▶ **YOUR OBJECTIVE**: Each line of the records needs to be written out exactly, with any image left out.

[INPUT DATA — start]

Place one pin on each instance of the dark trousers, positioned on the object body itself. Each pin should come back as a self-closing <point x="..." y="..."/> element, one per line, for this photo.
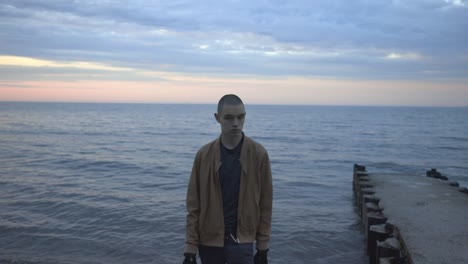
<point x="231" y="253"/>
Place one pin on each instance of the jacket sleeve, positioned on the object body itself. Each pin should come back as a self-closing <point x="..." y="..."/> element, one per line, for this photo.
<point x="193" y="208"/>
<point x="266" y="201"/>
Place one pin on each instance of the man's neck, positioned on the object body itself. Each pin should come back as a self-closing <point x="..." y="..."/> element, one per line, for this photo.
<point x="229" y="141"/>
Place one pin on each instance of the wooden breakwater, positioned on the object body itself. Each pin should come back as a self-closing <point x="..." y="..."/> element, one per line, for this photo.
<point x="410" y="219"/>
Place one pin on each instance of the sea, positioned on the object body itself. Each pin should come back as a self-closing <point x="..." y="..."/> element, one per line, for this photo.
<point x="106" y="183"/>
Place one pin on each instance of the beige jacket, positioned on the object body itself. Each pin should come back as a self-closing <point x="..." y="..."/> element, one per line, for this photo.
<point x="205" y="221"/>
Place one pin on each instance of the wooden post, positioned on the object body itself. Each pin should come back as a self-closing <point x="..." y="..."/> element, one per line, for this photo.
<point x="377" y="233"/>
<point x="390" y="248"/>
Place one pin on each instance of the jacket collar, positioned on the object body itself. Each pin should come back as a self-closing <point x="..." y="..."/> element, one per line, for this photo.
<point x="243" y="157"/>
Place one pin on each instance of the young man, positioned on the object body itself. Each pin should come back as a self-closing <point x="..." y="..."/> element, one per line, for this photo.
<point x="229" y="196"/>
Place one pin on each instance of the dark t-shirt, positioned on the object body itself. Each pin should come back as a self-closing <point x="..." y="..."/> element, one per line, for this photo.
<point x="229" y="174"/>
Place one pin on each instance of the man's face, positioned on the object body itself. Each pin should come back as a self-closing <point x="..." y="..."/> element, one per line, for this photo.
<point x="231" y="119"/>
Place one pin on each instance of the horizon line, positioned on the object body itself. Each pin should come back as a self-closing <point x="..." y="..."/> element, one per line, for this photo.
<point x="248" y="104"/>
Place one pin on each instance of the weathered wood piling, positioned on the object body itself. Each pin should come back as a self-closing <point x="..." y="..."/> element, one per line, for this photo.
<point x="412" y="220"/>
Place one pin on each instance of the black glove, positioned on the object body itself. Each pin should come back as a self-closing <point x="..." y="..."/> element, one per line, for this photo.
<point x="190" y="258"/>
<point x="261" y="257"/>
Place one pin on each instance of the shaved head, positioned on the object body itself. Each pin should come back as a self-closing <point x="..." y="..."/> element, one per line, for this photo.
<point x="230" y="99"/>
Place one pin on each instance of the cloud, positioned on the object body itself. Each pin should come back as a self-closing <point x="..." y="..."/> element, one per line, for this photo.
<point x="303" y="38"/>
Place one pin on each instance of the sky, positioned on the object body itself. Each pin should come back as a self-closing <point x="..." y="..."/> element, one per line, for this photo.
<point x="363" y="52"/>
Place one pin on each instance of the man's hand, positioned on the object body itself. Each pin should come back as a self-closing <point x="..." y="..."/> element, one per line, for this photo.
<point x="261" y="257"/>
<point x="189" y="258"/>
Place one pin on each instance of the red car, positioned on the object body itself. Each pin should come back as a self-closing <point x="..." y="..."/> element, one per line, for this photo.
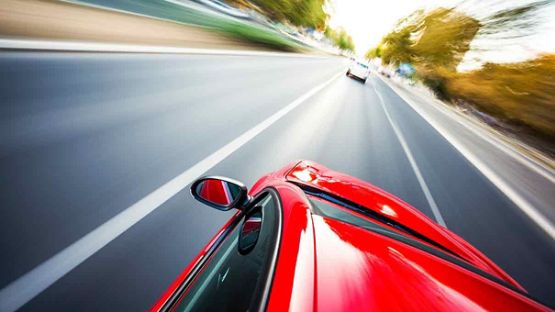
<point x="306" y="238"/>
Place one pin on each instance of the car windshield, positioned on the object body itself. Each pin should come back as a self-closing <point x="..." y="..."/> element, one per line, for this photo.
<point x="236" y="276"/>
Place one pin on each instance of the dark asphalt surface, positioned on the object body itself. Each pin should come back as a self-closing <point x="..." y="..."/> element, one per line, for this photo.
<point x="84" y="136"/>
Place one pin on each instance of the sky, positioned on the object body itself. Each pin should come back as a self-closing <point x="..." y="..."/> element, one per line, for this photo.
<point x="368" y="21"/>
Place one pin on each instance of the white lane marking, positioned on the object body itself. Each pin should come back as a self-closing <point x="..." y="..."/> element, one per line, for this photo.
<point x="32" y="283"/>
<point x="484" y="134"/>
<point x="505" y="188"/>
<point x="406" y="149"/>
<point x="82" y="46"/>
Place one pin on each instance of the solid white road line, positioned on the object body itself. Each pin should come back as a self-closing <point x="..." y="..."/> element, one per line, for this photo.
<point x="26" y="287"/>
<point x="503" y="186"/>
<point x="83" y="46"/>
<point x="417" y="172"/>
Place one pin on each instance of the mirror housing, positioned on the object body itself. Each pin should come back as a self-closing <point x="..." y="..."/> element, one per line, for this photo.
<point x="220" y="192"/>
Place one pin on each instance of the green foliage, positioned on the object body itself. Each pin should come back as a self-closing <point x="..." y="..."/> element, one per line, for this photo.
<point x="340" y="38"/>
<point x="521" y="93"/>
<point x="435" y="43"/>
<point x="374" y="52"/>
<point x="305" y="13"/>
<point x="437" y="38"/>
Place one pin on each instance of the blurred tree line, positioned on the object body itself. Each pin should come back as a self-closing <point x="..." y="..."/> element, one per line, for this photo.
<point x="302" y="13"/>
<point x="434" y="43"/>
<point x="340" y="38"/>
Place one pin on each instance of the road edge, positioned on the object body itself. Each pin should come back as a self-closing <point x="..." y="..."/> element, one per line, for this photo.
<point x="528" y="209"/>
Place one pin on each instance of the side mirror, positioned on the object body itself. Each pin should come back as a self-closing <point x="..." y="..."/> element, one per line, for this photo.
<point x="219" y="192"/>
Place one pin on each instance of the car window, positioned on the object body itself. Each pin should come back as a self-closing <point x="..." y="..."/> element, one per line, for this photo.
<point x="235" y="277"/>
<point x="324" y="208"/>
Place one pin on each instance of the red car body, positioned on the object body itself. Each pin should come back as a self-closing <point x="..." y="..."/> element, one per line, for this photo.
<point x="327" y="265"/>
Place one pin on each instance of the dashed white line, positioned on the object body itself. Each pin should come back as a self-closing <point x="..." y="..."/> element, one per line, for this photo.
<point x="410" y="157"/>
<point x="29" y="285"/>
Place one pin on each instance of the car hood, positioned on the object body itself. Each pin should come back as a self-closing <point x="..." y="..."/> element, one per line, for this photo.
<point x="313" y="175"/>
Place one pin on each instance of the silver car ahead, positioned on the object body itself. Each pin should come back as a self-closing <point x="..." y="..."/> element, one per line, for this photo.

[INPUT DATA — finish]

▶ **FINAL ANSWER**:
Place one pin on each instance of the dark trousers, positioned on the object body itself. Each pin should come back as a self-closing <point x="..." y="..."/> element, one per line, for this photo.
<point x="231" y="253"/>
Place one pin on each instance of the jacket sleeve, positioned on the object body itself. Each pin should come back as a self-closing <point x="..." y="..."/> element, one per line, for this photo.
<point x="193" y="208"/>
<point x="266" y="201"/>
Place one pin on each instance of the man's neck, positioned on the object body itself. Each pin should come back as a self-closing <point x="..." y="..."/> element, one per line, for this photo.
<point x="229" y="141"/>
Place one pin on each instance of the wooden breakwater, positioned on the object body itself. Each pin should come back as a self-closing <point x="..." y="..."/> element, one per line, for this photo.
<point x="410" y="219"/>
Place one pin on each instance of the sea, positioned on the object body itself. Each pin should come back as a self-closing <point x="..." y="..."/> element, one per line, for this photo.
<point x="106" y="183"/>
Place one pin on each instance of the beige jacket, positioned on the object body itself. Each pin should come back as a self-closing <point x="..." y="..."/> element, one per line, for this photo.
<point x="205" y="221"/>
Place one pin on each instance of the wooden post, positioned on the object body itself. Each pin should come back as a self-closing <point x="..." y="..."/> element, one per line, for this photo.
<point x="377" y="233"/>
<point x="390" y="248"/>
Place one pin on each instance of the jacket collar, positioned on the object body itself. Each pin should come back as a self-closing <point x="..." y="..."/> element, one per line, for this photo.
<point x="243" y="157"/>
Place one pin on each instance of the young man, positioned on the object body itself. Each pin should come back as a self-closing <point x="..." y="..."/> element, one per line, for this photo.
<point x="229" y="196"/>
Place one pin on each instance of the dark t-shirt, positioned on the object body itself. Each pin should come back as a self-closing <point x="..." y="..."/> element, one per line, for this photo.
<point x="229" y="174"/>
Place one pin on each instance of the man's face, positioned on the object body itself. Each pin should come back as a self-closing <point x="..." y="..."/> element, one per line, for this photo.
<point x="231" y="119"/>
Place one pin on each instance of the horizon line, positioned on the object body itself. Each pin should come back as a self-closing <point x="..." y="..."/> element, one per line, for this photo.
<point x="248" y="104"/>
Place one pin on each instance of the weathered wood piling, positioned on the object body itself. Each pin should come back as a self-closing <point x="..." y="..."/> element, one per line, for this photo.
<point x="412" y="220"/>
Place one pin on each instance of the black glove, positioned on the object body itself. Each pin should come back as a self-closing <point x="..." y="..."/> element, one per line, for this photo.
<point x="190" y="258"/>
<point x="261" y="257"/>
Place one pin on each instance of the shaved head, positioned on the object body itself. Each pin should come back as a self-closing <point x="..." y="..."/> element, one per line, for this photo.
<point x="230" y="99"/>
Place one pin on each instance of the cloud, positioned on the object body itself. Each pin should come back as a self-closing <point x="..." y="..."/> element, one per line, for this photo.
<point x="303" y="38"/>
Place one pin on each instance of the sky, positioned on the object body itself. Each pin should come back as a self-closing <point x="..." y="..."/> element, one per line, for this photo.
<point x="363" y="52"/>
Place one pin on each instance of the man's hand, positioned on the object body itself. Each pin should come back as a self-closing <point x="..." y="..."/> element, one per line, for this photo.
<point x="261" y="257"/>
<point x="189" y="258"/>
Place one pin on each instance of the red car, positioned on the object body itself. Each pin should come back as a self-closing <point x="..." y="..."/> element, one per line, for this photo.
<point x="306" y="238"/>
Place one pin on each instance of the car windshield, positioned on the object body itself. Each pin should come back as a self-closing <point x="..." y="..."/> element, one per line, for this photo.
<point x="236" y="276"/>
Place one pin on each instance of the dark asphalt surface, positioned on the object body itself. Each pin should come back as a self-closing <point x="..." y="..."/> element, one per line, for this photo.
<point x="84" y="136"/>
Place one pin on each instance of the sky, positioned on the object body itself. Each pin should come back as a self-closing <point x="..." y="..."/> element, one per line, for this photo.
<point x="368" y="21"/>
Place one pin on each instance of the white lane marking, positioned on the object body itself. Each pin should come back as a self-closing <point x="..." y="..."/> element, one per line, for this photo.
<point x="32" y="283"/>
<point x="484" y="134"/>
<point x="505" y="188"/>
<point x="406" y="149"/>
<point x="82" y="46"/>
Place one pin on each instance of the solid white road line, positioned on the object body itself. Each pin should come back as a self-closing <point x="..." y="..."/> element, one per line, for this photo.
<point x="26" y="287"/>
<point x="503" y="186"/>
<point x="83" y="46"/>
<point x="417" y="172"/>
Place one pin on each instance of the mirror housing, positioned on the object body itself. Each pin should come back as a self-closing <point x="..." y="..."/> element, one per line, for this photo.
<point x="220" y="192"/>
Place one pin on each instance of the green foliage, positioned on the object body itself. Each pin should come back as a self-closing <point x="..." y="..."/> element, one per line, for this photo.
<point x="340" y="38"/>
<point x="521" y="93"/>
<point x="435" y="43"/>
<point x="374" y="52"/>
<point x="305" y="13"/>
<point x="437" y="38"/>
Place one pin on each instance of the blurred tree line, positioned on the object body itself. Each pin should come back as a self-closing <point x="..." y="..."/> element, one per line, for this photo.
<point x="302" y="13"/>
<point x="434" y="43"/>
<point x="340" y="38"/>
Place one pin on each instance of the road edge, positioned on the object body itself. Each pin should come back as a self-closing <point x="..." y="..."/> element, one per line, for this photo.
<point x="528" y="209"/>
Place one pin on each instance of the side mirror, positioned on the object body itself. Each pin should come back as a self-closing <point x="..." y="..."/> element, one per line, for this photo.
<point x="219" y="192"/>
Place one pin on each instance of the car window, positioned on the object body itself. Each pin should come back as a self-closing <point x="..." y="..."/> element, one per line, for this photo.
<point x="235" y="277"/>
<point x="324" y="208"/>
Place one pin on each instance of the red car body, positioned on the object body itself. Each pin should come back as a self-closing <point x="..." y="..."/> element, one per line, for this photo.
<point x="327" y="265"/>
Place one pin on each instance of the dashed white line, positioned on the object body itself. Each pin should come back as a self-closing <point x="..." y="..."/> element, one per line, for this photo.
<point x="410" y="157"/>
<point x="29" y="285"/>
Place one pin on each instance of the car hood, positioned on the object body itself. Each pin should come back as a self-closing <point x="..." y="..."/> element, one per line, for this photo.
<point x="313" y="175"/>
Place one pin on each instance of the silver car ahead, positioned on the object body itself. Each pin should come back as a self-closing <point x="..." y="..."/> element, one per line, for this photo.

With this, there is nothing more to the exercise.